* [課題の進め方]
記事によると、高橋酒造が7月22日に豪雨災害の義援金として県に贈った金額はいくらですか。

* [読む記事]
..............................
和酒を飲むことは「地域のストーリー」を飲むこと 球磨焼酎メーカートップが語る業界再興のカギ
熊本県南部を中心に大きな被害をもたらした豪雨災害から、9月4日で2カ月。人吉・球磨地方でおよそ500年続く球磨焼酎業界でも今回の災害で大きな被害を受けた。「白岳」「白岳しろ」などのブランドで知られる業界最大手・高橋酒造の高橋光宏社長に、被害状況や業界再興のヒントを聞いた。
「地元の文化が失われないように」と義援金7000万円
高橋酒造では、人吉市内の倉庫が浸水。焼酎3万本を廃棄することになった。所有する温泉施設も水につかるなど、同社の被害は小さくない。それでも同社では7月22日、豪雨災害の義援金として、県に7000万円を贈っている。高橋社長は「災害で地元の文化が失われないように」と、義援金に込めた思いを説明する。
「焼酎」「日本酒」といった「和酒」の文化をいかにして盛り上げていくかという点は、高橋社長が頭を悩ませている点だ。新型コロナウイルス感染症により、今も居酒屋をはじめとする外食産業は厳しい環境が続いている。海外からのインバウンド観光客が見込めず、和酒の素晴らしさをアピールする機会も極端に減っている。「これまでは海外の方が日本を訪れて文化を味わい、それを自国に帰ってPRしてくれていた部分がある。これがなくなったのは、和酒業界全体として非常に厳しい」と吐露する。そこに襲ったのが今回の豪雨災害だった。
..............................
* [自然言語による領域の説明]
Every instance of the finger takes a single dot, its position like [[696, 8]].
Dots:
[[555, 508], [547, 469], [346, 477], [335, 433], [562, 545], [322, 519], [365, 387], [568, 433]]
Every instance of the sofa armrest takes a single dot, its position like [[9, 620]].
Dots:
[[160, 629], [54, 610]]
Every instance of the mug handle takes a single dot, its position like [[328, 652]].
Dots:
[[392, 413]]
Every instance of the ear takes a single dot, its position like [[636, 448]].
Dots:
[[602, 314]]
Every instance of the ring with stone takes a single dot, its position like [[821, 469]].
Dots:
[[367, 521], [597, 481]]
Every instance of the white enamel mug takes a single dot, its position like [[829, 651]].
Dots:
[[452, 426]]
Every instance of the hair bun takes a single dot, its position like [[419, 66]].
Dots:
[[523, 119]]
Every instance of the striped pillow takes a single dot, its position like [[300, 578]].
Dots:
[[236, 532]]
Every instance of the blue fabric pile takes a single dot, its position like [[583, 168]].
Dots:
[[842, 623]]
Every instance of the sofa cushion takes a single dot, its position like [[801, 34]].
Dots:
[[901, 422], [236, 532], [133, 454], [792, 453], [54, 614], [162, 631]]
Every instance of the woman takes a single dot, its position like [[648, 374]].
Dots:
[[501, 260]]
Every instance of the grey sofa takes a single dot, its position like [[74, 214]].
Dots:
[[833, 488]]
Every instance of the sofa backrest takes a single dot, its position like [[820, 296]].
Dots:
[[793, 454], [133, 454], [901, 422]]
..............................
* [この課題の解答]
7000万円です。